_DIRECTIVE_: Count the lines in the rows below that contain the string "above", treating uppercase and lowercase as different. Reply with the number only.

_SUPPLIED RECORDS_:
+++
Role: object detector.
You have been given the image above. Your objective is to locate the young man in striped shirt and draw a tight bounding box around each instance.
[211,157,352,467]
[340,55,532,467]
+++
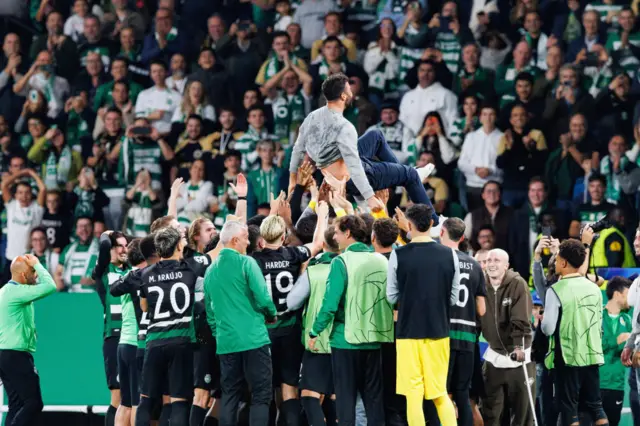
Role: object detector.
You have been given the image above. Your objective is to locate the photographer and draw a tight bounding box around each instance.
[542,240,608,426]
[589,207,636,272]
+++
_COMPLETE ANSWER_: 2